* _EXERCISE AIM_
Work through the material below and count the lines holding the word "bare"; give that count and nothing more.

* _RECORDS SUPPLIED_
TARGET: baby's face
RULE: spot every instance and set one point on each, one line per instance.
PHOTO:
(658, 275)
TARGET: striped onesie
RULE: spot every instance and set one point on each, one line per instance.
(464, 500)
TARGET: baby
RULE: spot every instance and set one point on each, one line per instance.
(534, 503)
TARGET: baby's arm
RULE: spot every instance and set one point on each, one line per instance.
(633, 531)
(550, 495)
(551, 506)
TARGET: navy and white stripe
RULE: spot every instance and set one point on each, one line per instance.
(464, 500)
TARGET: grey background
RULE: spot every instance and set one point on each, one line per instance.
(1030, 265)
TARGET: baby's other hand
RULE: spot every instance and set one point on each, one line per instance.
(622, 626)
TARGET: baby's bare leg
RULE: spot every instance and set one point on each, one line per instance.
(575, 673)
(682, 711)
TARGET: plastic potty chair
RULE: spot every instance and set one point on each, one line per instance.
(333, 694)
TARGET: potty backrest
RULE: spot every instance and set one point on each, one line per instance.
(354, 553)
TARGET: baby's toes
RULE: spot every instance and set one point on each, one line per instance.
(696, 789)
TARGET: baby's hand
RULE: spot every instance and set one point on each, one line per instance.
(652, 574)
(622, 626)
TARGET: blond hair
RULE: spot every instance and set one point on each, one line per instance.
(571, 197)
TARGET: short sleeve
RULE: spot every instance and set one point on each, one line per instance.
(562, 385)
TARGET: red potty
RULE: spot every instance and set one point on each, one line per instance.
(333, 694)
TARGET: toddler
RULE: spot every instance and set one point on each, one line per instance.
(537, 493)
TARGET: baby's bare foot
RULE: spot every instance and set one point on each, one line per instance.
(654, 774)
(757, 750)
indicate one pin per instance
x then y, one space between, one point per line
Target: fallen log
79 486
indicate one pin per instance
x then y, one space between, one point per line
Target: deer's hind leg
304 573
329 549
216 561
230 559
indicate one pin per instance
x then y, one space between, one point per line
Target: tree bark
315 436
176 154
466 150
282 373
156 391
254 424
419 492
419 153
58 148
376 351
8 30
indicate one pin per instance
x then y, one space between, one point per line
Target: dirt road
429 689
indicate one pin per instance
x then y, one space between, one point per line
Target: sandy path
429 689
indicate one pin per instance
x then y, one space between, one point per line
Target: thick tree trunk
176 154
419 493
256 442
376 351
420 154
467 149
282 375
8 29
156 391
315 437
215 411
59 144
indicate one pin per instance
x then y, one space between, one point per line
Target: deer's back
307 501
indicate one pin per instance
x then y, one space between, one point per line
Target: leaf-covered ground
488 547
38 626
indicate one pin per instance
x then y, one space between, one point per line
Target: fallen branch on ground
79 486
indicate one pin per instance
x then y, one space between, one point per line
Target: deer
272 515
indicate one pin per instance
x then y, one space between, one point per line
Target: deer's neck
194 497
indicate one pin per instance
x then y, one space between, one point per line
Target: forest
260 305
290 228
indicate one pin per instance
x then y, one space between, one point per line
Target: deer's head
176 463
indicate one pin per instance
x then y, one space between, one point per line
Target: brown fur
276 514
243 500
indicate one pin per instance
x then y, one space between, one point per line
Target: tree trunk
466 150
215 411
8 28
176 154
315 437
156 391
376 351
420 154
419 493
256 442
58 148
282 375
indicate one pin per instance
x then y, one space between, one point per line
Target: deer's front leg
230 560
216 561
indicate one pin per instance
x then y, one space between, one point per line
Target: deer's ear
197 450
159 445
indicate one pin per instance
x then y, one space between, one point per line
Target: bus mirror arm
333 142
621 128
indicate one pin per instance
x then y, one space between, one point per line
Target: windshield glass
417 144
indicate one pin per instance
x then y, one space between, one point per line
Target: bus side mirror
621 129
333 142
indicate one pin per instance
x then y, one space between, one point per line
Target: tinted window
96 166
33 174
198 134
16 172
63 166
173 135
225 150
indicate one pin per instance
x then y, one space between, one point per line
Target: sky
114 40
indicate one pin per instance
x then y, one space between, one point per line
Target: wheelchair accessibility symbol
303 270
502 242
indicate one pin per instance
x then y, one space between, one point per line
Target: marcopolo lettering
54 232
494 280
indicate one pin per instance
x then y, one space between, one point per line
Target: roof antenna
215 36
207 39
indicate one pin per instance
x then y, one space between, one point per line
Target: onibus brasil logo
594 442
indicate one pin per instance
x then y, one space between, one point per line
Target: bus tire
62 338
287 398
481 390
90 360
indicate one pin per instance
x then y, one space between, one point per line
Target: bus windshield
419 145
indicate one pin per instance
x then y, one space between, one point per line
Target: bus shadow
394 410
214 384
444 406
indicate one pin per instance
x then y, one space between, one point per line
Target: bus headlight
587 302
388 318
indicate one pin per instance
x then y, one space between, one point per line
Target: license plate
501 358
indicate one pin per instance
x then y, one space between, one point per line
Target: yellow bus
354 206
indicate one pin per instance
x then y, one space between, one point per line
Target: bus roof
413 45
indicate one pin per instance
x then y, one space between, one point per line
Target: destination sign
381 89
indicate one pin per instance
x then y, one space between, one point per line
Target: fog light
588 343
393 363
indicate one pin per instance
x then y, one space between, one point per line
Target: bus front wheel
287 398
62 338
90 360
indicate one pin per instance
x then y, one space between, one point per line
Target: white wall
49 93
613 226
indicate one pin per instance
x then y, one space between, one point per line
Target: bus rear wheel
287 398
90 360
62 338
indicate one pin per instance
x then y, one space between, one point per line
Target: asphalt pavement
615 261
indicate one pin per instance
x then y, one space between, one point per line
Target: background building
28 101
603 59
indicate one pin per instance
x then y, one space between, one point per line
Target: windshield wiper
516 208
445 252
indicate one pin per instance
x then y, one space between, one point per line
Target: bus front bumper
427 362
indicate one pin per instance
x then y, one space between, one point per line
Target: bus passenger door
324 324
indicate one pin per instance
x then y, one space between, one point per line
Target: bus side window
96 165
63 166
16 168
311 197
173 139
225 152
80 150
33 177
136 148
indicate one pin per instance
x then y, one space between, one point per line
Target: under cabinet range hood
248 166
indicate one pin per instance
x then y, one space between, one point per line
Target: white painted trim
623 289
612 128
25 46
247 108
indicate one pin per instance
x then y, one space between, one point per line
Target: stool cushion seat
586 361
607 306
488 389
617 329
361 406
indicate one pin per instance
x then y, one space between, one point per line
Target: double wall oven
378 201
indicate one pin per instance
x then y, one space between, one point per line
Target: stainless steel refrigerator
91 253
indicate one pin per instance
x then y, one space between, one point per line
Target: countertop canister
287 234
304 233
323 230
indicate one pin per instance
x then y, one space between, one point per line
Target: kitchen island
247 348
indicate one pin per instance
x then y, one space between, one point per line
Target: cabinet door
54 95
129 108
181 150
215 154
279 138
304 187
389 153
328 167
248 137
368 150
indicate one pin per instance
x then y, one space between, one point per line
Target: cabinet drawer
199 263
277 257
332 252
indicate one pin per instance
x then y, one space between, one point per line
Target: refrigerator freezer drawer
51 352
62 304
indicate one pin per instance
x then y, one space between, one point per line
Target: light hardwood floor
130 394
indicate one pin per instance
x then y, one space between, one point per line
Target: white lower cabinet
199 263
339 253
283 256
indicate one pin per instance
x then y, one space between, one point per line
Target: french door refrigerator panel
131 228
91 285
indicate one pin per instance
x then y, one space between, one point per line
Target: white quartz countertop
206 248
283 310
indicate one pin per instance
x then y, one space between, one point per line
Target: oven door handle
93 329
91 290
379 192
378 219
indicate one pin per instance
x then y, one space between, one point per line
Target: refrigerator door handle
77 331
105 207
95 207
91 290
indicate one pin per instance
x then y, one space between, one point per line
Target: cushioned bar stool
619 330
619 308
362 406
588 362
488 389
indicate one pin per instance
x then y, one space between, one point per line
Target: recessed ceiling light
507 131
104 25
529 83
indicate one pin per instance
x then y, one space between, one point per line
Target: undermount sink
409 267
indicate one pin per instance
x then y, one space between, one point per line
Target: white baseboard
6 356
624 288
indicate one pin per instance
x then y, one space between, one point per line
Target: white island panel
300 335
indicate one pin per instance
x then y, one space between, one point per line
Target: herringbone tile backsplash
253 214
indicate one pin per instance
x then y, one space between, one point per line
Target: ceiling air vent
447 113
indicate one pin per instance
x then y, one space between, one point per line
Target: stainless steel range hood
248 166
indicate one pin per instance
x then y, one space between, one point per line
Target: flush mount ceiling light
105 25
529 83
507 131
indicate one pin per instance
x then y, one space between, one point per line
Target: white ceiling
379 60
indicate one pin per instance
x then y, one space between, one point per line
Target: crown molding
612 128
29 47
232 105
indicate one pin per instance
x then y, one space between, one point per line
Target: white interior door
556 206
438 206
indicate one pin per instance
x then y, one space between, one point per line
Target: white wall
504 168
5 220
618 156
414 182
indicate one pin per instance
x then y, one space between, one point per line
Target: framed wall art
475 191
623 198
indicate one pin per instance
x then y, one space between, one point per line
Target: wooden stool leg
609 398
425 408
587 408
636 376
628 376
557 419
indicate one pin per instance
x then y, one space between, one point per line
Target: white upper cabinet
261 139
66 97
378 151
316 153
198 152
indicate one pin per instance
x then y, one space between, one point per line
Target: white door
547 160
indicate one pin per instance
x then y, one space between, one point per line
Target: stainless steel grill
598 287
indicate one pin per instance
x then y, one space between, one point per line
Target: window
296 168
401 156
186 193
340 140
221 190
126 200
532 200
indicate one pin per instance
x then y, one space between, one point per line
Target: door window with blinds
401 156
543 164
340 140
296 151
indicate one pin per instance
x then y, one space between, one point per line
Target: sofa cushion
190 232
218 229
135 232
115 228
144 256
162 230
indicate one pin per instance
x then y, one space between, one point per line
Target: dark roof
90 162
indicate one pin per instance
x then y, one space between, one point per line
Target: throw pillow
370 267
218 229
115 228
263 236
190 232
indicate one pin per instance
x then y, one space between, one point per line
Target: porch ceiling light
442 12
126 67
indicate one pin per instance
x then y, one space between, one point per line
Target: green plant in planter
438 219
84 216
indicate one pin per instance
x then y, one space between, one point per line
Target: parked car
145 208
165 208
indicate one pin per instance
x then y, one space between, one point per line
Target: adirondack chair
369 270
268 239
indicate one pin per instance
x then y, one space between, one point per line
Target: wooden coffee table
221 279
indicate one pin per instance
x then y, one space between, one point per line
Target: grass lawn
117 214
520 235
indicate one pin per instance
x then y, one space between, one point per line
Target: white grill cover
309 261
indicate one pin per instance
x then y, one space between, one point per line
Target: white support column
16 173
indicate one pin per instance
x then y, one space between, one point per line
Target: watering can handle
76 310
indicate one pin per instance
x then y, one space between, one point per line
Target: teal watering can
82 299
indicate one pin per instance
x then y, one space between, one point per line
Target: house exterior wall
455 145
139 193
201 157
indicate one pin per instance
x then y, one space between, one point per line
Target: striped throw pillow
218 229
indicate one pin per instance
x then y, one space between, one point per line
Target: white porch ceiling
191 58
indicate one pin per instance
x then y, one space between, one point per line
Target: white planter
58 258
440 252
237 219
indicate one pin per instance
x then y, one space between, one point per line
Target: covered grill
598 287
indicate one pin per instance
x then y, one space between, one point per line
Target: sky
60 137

* _EXERCISE RESULT_
2